## Exercise
Retype, word for word, the lines from the first line of the entries through the line that holds "Target: fingers"; leave out the pictures.

## Extracted records
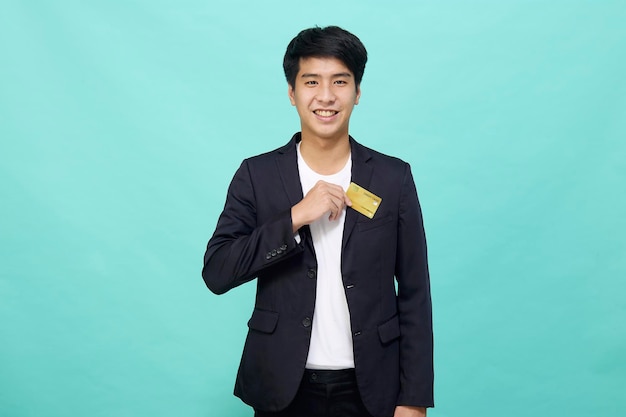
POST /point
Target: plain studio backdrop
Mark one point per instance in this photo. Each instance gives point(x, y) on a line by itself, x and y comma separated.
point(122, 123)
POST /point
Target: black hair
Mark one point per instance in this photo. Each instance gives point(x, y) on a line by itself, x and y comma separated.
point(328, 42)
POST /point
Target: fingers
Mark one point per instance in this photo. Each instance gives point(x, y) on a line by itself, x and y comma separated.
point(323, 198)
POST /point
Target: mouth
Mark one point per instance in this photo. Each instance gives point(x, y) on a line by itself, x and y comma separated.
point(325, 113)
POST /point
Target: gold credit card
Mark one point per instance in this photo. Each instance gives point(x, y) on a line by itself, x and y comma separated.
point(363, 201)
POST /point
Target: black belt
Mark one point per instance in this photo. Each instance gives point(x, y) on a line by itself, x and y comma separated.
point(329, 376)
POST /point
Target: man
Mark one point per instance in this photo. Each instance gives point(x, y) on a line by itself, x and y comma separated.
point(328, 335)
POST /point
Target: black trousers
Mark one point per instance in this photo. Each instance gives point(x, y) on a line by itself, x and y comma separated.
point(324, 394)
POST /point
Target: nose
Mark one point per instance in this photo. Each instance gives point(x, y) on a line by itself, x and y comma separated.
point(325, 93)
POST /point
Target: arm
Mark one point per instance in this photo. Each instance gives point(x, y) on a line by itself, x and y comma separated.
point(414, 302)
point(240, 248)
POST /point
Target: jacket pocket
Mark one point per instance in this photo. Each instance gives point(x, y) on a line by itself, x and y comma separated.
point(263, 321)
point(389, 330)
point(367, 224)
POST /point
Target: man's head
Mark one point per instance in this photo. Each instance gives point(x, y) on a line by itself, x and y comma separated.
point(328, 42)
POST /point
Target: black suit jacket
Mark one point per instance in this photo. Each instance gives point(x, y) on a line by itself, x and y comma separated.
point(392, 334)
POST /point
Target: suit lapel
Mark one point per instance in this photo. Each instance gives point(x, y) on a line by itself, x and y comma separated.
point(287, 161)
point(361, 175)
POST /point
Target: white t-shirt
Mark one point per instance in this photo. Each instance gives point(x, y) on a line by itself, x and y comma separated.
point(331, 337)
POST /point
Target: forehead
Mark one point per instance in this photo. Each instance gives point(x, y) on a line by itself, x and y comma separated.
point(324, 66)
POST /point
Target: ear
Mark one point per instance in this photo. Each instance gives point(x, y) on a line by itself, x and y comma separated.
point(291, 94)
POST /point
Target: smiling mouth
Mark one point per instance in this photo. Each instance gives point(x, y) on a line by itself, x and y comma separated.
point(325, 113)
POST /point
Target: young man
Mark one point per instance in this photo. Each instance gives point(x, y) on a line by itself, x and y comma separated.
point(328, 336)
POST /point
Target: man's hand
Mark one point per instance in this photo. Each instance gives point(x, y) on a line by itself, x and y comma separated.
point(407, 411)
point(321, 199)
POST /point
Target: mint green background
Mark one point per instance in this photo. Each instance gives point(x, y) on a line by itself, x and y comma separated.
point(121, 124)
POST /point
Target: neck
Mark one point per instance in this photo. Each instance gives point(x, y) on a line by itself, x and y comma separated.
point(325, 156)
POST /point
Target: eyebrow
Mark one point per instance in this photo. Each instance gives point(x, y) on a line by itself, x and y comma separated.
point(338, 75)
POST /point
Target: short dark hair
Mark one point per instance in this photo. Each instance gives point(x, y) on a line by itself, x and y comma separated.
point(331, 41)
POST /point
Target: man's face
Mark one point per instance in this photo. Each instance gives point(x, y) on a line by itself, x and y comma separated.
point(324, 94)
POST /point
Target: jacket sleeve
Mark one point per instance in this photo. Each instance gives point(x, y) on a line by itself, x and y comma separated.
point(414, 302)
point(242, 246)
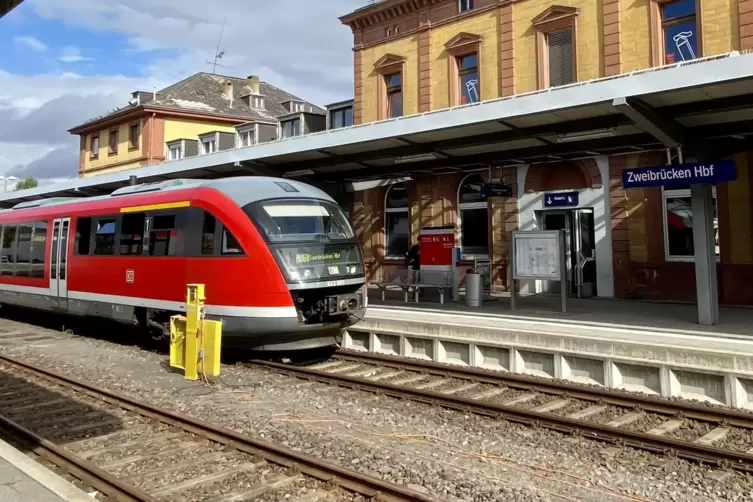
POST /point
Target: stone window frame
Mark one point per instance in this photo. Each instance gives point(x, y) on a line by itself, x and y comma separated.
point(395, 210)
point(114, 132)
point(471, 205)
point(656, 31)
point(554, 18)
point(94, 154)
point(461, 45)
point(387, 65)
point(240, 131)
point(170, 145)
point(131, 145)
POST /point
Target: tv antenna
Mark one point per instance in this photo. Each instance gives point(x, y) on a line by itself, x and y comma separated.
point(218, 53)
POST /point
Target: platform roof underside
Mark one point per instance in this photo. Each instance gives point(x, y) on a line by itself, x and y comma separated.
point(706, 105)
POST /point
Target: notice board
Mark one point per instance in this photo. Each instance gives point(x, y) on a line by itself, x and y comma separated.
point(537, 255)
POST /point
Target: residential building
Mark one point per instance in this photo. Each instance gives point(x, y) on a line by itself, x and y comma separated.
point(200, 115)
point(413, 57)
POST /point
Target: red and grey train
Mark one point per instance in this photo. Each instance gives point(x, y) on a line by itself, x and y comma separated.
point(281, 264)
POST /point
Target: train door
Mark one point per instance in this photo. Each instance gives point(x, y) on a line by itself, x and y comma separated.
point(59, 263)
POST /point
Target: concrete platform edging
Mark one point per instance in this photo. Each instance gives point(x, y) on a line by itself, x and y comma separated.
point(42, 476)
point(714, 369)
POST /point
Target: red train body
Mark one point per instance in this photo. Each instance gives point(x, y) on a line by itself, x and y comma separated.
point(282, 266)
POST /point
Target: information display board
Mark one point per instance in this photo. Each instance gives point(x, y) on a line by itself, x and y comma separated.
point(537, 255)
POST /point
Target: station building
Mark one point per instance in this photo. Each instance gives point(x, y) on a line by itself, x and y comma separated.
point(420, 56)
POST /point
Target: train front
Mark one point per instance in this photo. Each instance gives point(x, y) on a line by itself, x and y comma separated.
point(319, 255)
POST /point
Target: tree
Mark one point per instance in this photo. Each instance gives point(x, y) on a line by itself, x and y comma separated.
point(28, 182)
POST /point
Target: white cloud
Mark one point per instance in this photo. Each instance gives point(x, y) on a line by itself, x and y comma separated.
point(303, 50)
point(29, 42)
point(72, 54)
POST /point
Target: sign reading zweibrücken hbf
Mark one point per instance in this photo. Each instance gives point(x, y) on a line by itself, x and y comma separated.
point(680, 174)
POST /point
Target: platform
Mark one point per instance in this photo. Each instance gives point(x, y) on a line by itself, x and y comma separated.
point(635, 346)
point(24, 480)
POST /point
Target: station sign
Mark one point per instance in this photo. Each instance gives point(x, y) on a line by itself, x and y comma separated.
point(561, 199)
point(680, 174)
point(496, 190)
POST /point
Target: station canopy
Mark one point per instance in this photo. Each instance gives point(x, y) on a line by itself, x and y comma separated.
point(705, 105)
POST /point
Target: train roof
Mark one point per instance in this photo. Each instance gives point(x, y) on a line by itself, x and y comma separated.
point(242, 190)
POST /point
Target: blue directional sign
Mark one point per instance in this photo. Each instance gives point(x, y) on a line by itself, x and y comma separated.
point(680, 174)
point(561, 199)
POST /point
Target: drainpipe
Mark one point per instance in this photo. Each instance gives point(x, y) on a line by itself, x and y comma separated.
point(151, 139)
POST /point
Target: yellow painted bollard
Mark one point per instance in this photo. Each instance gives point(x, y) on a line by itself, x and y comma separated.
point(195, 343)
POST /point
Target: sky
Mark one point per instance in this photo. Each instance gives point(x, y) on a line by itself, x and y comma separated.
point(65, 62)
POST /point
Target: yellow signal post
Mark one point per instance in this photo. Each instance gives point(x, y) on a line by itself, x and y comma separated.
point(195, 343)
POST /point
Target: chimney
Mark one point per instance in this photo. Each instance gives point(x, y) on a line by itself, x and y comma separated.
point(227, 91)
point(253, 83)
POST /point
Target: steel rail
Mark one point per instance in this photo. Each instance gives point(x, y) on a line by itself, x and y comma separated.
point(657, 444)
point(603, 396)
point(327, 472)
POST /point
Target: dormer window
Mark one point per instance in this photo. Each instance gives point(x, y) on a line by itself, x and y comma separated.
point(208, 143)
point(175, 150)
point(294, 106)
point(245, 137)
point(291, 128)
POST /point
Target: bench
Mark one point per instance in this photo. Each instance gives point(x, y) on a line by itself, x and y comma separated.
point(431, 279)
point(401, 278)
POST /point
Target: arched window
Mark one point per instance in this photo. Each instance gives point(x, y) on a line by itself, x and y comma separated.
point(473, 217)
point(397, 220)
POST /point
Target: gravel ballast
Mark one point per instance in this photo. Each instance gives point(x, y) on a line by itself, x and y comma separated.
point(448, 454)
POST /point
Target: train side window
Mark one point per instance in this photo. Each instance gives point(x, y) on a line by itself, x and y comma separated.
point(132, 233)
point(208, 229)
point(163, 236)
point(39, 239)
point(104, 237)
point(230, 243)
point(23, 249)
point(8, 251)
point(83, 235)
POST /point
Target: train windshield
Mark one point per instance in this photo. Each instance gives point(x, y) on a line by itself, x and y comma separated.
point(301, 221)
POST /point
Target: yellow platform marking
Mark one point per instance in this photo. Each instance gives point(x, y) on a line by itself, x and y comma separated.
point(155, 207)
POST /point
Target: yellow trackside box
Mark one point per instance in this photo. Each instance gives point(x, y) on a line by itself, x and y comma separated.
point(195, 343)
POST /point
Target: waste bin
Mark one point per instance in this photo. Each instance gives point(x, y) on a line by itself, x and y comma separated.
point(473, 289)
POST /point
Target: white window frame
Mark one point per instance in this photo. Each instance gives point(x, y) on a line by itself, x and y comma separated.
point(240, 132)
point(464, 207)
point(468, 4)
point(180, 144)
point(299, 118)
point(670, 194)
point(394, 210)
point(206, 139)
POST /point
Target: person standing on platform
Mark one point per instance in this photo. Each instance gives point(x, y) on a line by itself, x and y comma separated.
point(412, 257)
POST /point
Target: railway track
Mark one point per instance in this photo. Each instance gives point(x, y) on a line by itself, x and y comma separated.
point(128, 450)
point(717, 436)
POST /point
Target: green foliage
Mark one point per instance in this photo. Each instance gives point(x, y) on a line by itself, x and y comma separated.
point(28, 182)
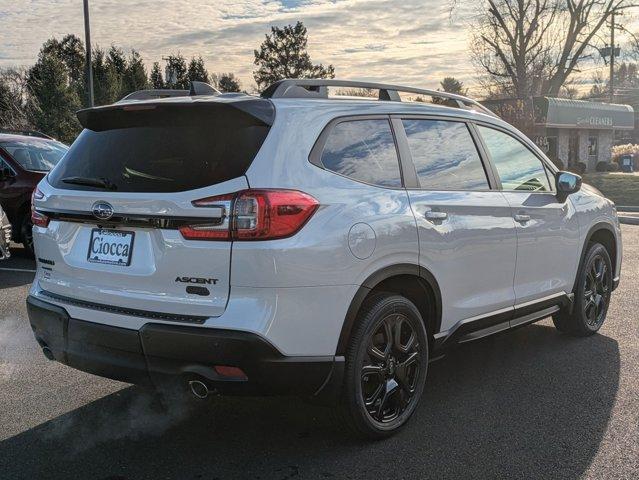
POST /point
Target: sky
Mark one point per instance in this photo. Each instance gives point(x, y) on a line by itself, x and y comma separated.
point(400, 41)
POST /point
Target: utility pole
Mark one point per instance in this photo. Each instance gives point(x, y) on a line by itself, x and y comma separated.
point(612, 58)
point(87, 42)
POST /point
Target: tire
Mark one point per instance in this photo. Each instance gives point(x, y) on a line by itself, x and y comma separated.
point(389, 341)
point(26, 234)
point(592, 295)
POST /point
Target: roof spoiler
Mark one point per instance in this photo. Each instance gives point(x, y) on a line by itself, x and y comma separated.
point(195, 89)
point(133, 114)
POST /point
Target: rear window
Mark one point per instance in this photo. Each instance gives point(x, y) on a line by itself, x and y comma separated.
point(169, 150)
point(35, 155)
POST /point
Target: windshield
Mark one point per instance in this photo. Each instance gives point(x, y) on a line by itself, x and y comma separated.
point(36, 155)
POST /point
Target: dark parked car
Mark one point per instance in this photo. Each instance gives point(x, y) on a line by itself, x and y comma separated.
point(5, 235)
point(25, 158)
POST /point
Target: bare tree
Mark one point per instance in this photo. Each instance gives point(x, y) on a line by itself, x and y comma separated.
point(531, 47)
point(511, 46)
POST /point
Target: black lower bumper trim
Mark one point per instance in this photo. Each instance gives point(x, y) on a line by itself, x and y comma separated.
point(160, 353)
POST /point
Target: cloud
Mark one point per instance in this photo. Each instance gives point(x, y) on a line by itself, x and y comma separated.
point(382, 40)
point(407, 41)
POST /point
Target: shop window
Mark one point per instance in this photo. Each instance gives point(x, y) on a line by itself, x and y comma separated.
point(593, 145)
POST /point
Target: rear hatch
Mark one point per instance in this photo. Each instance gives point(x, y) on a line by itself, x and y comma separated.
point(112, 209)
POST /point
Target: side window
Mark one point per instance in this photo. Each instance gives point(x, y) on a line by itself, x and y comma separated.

## Response to the task
POST /point
Target: plain studio backdrop
Mark one point per instance in this photo. Each instance gives point(x, y) on a line by itself, x and y comma separated.
point(122, 123)
POST /point
Target: black hair
Mark one point per instance in this photo. Each instance gives point(x, y) on a line by itself, x and y comma separated.
point(328, 42)
POST /point
Target: fingers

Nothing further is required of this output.